> YOUR TASK: Display every line of the listing below that contains the string "shorts". Letter case must match.

> PROVIDED RECORDS:
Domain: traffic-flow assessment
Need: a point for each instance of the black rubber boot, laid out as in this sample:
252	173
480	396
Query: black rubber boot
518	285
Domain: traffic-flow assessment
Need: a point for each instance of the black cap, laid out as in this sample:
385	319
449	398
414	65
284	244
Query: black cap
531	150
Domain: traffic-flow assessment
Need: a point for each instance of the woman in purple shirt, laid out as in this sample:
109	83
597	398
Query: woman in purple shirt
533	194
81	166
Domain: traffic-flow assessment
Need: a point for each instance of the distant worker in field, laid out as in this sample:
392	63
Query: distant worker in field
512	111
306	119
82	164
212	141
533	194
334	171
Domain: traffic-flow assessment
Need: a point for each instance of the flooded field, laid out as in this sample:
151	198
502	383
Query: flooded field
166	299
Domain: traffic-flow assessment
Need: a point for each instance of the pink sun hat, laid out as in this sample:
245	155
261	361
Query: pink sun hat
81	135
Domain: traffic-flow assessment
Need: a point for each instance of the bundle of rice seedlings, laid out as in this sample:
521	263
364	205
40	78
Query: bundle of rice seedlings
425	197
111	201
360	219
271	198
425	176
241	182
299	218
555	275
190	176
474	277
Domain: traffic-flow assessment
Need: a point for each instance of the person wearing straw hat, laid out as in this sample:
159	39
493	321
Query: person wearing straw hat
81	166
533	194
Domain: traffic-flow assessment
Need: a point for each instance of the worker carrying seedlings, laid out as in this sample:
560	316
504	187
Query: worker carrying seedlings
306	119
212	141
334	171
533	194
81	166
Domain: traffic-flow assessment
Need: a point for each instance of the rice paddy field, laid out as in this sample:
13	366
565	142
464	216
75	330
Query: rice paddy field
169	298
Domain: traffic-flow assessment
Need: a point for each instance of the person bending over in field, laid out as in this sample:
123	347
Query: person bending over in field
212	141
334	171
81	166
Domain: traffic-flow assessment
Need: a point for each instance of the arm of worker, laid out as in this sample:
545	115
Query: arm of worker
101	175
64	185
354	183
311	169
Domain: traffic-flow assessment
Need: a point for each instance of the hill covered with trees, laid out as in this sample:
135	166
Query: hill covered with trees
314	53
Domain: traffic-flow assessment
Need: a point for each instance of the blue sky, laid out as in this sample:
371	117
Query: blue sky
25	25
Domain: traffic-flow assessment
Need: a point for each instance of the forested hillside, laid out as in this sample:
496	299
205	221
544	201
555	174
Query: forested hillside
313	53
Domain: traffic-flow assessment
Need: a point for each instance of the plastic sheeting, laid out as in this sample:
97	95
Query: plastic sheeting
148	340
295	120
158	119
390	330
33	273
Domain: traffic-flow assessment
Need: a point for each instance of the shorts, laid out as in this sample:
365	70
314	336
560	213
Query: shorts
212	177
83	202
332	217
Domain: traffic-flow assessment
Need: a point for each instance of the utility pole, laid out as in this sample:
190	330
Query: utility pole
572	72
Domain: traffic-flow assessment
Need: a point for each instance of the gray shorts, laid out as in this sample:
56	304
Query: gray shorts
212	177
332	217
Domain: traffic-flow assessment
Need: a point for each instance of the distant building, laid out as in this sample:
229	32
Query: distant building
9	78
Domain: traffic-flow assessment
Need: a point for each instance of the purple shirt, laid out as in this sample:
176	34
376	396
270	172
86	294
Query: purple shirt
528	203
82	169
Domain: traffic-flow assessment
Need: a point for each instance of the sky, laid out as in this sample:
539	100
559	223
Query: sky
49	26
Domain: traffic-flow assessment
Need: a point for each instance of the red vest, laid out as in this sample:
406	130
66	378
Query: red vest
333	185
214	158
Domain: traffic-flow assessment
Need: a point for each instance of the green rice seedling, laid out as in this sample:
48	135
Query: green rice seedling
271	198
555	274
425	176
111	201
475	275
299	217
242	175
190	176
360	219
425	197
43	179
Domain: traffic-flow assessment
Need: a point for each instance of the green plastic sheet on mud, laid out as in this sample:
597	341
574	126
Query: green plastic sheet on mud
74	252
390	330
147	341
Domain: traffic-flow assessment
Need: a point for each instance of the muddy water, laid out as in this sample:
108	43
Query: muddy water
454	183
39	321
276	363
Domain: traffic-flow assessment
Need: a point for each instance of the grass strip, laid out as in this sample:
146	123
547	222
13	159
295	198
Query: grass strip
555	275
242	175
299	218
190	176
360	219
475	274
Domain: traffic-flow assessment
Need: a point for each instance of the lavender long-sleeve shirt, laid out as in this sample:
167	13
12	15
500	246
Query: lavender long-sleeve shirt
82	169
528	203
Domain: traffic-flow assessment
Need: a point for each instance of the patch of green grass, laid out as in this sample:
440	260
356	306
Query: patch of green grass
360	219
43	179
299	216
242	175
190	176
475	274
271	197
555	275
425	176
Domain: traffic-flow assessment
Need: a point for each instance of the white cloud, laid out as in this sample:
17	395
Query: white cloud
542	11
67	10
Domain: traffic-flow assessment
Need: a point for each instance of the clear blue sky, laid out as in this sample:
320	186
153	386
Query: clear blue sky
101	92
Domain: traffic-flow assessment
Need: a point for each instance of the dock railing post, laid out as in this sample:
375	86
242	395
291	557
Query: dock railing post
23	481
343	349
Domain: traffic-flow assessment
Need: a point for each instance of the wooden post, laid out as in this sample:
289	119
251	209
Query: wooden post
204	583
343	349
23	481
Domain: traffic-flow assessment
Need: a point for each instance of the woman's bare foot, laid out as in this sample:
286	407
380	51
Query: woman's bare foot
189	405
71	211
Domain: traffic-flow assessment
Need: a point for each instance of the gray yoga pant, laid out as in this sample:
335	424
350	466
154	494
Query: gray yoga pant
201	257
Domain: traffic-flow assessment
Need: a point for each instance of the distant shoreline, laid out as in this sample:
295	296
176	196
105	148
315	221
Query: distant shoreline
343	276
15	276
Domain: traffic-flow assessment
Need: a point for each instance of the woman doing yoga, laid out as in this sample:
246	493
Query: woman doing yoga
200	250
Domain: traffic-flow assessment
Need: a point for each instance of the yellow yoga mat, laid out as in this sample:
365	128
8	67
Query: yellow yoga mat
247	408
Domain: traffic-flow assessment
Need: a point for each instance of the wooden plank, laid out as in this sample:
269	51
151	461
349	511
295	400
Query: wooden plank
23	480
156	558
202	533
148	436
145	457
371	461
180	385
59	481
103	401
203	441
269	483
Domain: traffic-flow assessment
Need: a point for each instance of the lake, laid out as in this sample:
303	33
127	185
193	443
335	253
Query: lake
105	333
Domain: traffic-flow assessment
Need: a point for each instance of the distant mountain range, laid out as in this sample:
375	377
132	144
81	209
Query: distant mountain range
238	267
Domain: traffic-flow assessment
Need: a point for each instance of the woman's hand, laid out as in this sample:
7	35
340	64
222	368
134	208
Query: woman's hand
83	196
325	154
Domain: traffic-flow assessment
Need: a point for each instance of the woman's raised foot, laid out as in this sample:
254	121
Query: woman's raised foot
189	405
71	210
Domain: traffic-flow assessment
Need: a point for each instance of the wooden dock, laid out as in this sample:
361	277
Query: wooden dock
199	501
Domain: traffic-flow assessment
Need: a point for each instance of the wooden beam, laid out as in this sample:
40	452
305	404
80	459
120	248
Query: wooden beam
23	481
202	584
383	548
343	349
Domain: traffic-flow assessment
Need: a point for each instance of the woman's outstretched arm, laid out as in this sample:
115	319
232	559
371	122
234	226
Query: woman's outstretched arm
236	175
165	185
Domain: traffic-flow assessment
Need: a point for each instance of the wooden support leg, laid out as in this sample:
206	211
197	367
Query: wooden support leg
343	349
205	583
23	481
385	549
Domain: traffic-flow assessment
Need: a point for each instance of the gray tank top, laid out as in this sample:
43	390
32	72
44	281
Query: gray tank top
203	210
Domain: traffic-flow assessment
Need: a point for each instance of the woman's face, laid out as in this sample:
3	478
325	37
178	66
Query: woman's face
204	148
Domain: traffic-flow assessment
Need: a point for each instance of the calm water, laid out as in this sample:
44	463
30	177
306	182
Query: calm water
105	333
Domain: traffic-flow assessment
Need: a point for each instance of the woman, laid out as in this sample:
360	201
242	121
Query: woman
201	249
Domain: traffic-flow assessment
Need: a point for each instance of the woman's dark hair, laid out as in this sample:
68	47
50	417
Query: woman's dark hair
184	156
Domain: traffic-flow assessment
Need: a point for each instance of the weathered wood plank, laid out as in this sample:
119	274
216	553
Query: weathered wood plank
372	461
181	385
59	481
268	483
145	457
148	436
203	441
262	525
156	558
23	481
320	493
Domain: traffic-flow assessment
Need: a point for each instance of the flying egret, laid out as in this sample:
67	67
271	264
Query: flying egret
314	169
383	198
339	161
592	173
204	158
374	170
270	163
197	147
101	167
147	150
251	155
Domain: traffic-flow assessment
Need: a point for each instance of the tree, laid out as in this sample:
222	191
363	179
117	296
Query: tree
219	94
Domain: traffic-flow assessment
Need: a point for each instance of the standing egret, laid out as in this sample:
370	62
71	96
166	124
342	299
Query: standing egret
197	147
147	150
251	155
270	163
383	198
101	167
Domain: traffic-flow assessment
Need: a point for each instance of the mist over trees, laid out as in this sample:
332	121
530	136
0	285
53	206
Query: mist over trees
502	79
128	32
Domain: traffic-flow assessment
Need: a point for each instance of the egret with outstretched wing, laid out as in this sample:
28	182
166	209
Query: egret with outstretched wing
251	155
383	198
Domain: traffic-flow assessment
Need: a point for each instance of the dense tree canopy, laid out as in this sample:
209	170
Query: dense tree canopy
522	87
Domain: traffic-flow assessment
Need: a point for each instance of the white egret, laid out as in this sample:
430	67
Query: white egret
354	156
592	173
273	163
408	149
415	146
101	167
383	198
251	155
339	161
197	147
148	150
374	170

> SOLUTION FOR THIS PROBLEM:
Need: a point for each instance of the shorts, laid out as in this sample:
Query: shorts
Need: a point for each instance of the gray shorts, laid out as in this sample:
Query: gray shorts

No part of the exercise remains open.